• **WHAT THE TASK ASKS**
In the entries below, find the line with "on whale head in this photo." and print exactly every line from there up to and including the line with "Target: tubercle on whale head", with no other lines.

• **STUDY MATERIAL**

==*==

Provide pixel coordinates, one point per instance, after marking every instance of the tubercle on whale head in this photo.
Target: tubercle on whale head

==*==

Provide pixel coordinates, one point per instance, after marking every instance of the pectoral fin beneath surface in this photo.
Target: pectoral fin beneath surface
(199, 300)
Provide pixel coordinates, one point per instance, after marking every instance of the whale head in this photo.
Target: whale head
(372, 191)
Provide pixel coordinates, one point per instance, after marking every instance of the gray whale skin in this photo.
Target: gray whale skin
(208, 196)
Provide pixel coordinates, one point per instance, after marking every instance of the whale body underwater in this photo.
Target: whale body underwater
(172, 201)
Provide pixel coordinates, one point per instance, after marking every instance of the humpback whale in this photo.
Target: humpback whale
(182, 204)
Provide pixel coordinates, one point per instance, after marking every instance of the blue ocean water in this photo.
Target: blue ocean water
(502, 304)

==*==

• **EXERCISE RESPONSE**
Provide pixel coordinates, one point per instance, after marking every instance of the tubercle on whale head in this photo.
Target: tubercle on whale head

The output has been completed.